- _GIVEN REQUEST A_:
Gather every line of the entries below that contains the string "instance", matching case exactly, and copy each line in full.

- _TEXT_:

* Begin *

However, we do expect that we will continue to outgrow the market in the mid-to high single digits. Adjusted EBITDA will continue to benefit from the structural savings that we benefited from in the third quarter, while we do expect cost increase due to the expiration of short-term salary reductions and a gradual increase in discretionary spending.
Engineering recoveries will not have the same seasonality in the fourth quarter as they had in prior year. We expect full year net engineering to be down in the mid-20% range compared to prior year. In total, we are now anticipating that decremental margins will be in the mid-teens for the full year. Moving to cash flow.
Page 12 provides an overview of our cash and net cash position at the end of the quarter as well as our adjusted free cash flow for the first three quarters of the year.
Our balance sheet continues to be one of the best in the industry with a net cash position of $87 million and a net debt to last 12-month EBITDA ratio of negative 0.4 times with no near-term debt maturity before 2024. Adjusted free cash flow year-to-date was $37 million and Q3 adjusted free cash flow was $103 million.
Working capital was a source of cash, benefiting from our focus on optimizing inventory levels and negotiating temporary extended payment terms with our suppliers. Capital expenditures decreased by more than 20% on a year-to-date basis, putting us on track to reduce CapEx by 20% and spend $115 million for the full year.
In the fourth quarter, we anticipate approximately a $20 million reversal from temporary supplier payment term expansions and will plan tocontribute approximately €17 million to the Visteon U.S. pension plan.
Despite these expected cash outflows in the fourth quarter, we are anticipating adjusted free cash flow for the full year to be slightly above breakeven levels. Turning to Page 13.Visteon continues to be a compelling long-term investment opportunity.
We have positioned the company for top line growth, margin expansion and increased free cash flow generation, while our strong balance sheet provides maximum flexibility. Thank you for your time today. I would now like to open the call for your questions..
[Operator Instructions] Your first question is from the line of Brian Johnson with Barclays..
A couple of questions. First, I might have missed it, but in terms of, on Page 11, the $25 million year-over-year EBITDA increase.
How much of the temporary measures can come back and how much is just permanent reduction in SG&A, operational improvement and so forth?.
Yes. Brian, it's Jerome here. We, I've mentioned it in the script, indeed. We are estimating that close to 1.5, 2 percentage points of EBITDA is related to austerity measures that we took in Q2 and Q3 that will not be repeating again in Q4.

* End *

- _GIVEN REQUEST B_:
According to the transcript, what was the company's net cash position?

- _SOURCE DATA_:
* Begin *

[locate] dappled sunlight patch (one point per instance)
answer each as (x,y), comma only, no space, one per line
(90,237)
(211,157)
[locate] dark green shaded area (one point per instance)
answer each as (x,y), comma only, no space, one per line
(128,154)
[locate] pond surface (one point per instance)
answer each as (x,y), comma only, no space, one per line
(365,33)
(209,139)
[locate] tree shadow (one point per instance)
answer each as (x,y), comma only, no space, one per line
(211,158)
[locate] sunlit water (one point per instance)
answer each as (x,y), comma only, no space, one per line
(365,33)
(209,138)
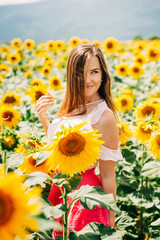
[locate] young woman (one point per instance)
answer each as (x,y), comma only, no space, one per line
(88,97)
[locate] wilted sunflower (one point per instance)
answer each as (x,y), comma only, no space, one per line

* End *

- _WRITTEN REPLY A_:
[locate] dappled sunlight patch (one point per instance)
[locate] dark green shaded area (one point per instance)
[locate] pond surface (one point per instance)
[locate] tree shadow (one point per instance)
[locate] sunlit water (one point per instance)
[locate] young woman (one point per instance)
[locate] wilted sunflower (one point per instance)

- _WRITTEN REPLY B_:
$87 million.